What is expected
Copy each listing below word for word, changing nothing.

_ _ _ _ _

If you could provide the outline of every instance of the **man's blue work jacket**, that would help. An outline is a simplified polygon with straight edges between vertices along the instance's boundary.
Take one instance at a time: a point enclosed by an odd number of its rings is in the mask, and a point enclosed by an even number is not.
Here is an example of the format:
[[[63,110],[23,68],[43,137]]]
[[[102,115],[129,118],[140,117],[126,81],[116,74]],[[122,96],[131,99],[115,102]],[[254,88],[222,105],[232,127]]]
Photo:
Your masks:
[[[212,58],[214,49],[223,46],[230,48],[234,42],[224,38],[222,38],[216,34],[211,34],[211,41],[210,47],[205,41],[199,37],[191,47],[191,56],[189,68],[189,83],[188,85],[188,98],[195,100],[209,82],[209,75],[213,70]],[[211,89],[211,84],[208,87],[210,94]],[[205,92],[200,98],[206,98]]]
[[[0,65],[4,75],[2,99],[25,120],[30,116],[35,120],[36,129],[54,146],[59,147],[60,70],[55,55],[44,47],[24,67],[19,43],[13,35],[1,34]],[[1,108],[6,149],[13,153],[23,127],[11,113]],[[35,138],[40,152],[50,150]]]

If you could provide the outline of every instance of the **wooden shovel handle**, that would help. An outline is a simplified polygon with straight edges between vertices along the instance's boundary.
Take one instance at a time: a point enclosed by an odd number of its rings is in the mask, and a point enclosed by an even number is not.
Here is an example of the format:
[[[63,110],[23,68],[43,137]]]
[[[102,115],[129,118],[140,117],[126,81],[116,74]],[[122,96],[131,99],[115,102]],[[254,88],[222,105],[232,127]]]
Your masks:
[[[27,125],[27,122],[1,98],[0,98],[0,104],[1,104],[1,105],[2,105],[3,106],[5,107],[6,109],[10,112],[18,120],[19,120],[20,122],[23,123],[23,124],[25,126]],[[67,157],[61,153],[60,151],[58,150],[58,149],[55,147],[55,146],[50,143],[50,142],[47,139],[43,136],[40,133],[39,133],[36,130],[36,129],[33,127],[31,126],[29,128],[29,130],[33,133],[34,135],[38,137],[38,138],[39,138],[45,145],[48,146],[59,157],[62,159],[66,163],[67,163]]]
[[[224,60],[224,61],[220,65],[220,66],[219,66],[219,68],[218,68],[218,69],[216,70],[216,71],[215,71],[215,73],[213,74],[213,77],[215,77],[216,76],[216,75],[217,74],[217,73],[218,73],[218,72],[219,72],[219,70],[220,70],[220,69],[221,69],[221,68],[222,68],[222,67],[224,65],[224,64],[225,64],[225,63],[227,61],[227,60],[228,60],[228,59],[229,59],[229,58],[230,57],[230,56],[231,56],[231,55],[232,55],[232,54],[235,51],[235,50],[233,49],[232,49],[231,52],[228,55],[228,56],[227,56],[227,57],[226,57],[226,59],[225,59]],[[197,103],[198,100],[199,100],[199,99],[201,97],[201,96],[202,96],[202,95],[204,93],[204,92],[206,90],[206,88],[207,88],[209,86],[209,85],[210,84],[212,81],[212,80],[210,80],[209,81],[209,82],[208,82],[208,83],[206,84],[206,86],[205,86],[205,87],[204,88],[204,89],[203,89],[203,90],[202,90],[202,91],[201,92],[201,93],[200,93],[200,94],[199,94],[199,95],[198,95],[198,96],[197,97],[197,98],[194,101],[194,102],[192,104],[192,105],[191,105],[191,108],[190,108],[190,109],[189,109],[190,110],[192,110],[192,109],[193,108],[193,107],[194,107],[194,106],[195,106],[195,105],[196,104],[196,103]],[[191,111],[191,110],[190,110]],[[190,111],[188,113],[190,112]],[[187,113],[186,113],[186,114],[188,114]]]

_ _ _ _ _

Answer for this exercise
If you could provide the outline of every instance of the **man's blue work jacket**, that would help. An outline is a simplified polygon with straight edges between vertices along the instance's boundary.
Take one instance at a time: a point enclosed by an odd number of its rings is in the mask, and a point enclosed by an even number is not.
Here is an example of the format:
[[[63,110],[23,68],[43,137]]]
[[[102,115],[129,118],[140,117],[126,81],[116,74]],[[122,96],[131,99],[115,102]],[[254,88],[222,105],[232,127]]]
Photo:
Your masks:
[[[212,58],[214,49],[223,46],[230,48],[234,42],[224,38],[222,38],[216,34],[211,34],[211,41],[210,47],[205,41],[199,37],[191,47],[191,56],[189,68],[189,83],[188,85],[188,98],[195,100],[209,82],[209,75],[213,70]],[[211,89],[211,84],[208,87],[210,94]],[[205,92],[200,98],[206,98]]]
[[[0,65],[4,75],[2,99],[25,120],[30,116],[35,120],[36,129],[54,146],[59,147],[60,70],[55,55],[44,47],[24,67],[19,43],[13,35],[1,34]],[[1,108],[6,149],[13,153],[23,127],[11,113]],[[35,138],[40,152],[50,150]]]

If you could provide the outline of every instance of the **wooden shovel handle**, that would help. An outline is a simplified polygon with straight edges between vertices along the instance's boundary.
Take one instance at a time: a point enclosed by an odd number of its rings is in the mask, and a point enclosed by an even number is not.
Here is an example of the format:
[[[63,110],[23,68],[43,137]]]
[[[102,115],[129,118],[140,117],[126,81],[116,74]],[[122,96],[131,99],[115,102]],[[254,88],[222,105],[232,127]]]
Your masks:
[[[27,125],[27,122],[1,98],[0,98],[0,104],[1,104],[1,105],[2,105],[3,106],[5,107],[6,109],[10,112],[18,120],[19,120],[20,122],[23,123],[23,124],[25,126]],[[67,157],[61,153],[60,151],[58,150],[58,149],[55,147],[55,146],[50,143],[50,142],[47,139],[43,136],[40,133],[39,133],[36,130],[36,129],[33,127],[31,126],[29,128],[29,130],[33,133],[34,135],[38,137],[38,138],[39,138],[45,145],[48,146],[59,157],[62,159],[66,163],[67,163]]]
[[[224,60],[224,61],[220,65],[220,66],[219,66],[219,68],[218,68],[218,69],[216,70],[216,71],[215,71],[215,73],[213,74],[213,77],[215,77],[216,76],[216,75],[217,74],[217,73],[218,73],[218,72],[219,72],[219,70],[220,70],[220,69],[221,69],[221,68],[222,68],[222,67],[224,65],[224,64],[225,64],[225,63],[227,61],[227,60],[228,60],[228,59],[229,59],[229,58],[230,57],[230,56],[231,56],[231,55],[232,55],[232,54],[235,51],[235,50],[233,49],[232,49],[231,52],[228,55],[228,56],[227,56],[227,57],[226,57],[226,59],[225,59]],[[197,103],[198,100],[199,100],[199,99],[201,97],[201,96],[202,96],[202,95],[204,93],[204,92],[206,90],[206,88],[207,88],[209,86],[209,85],[210,84],[212,81],[212,80],[210,80],[209,81],[209,82],[208,82],[208,83],[206,84],[206,86],[205,86],[205,87],[204,88],[204,89],[203,89],[203,90],[202,90],[202,91],[201,92],[201,93],[200,93],[200,94],[199,94],[199,95],[198,95],[198,96],[197,97],[197,98],[194,101],[194,102],[192,104],[192,105],[191,105],[191,108],[190,108],[190,109],[189,109],[190,110],[192,110],[192,109],[193,108],[193,107],[194,107],[194,106],[195,106],[195,105],[196,104],[196,103]],[[191,111],[191,110],[190,110]],[[190,111],[188,113],[190,112]],[[187,113],[186,113],[186,114],[188,114]]]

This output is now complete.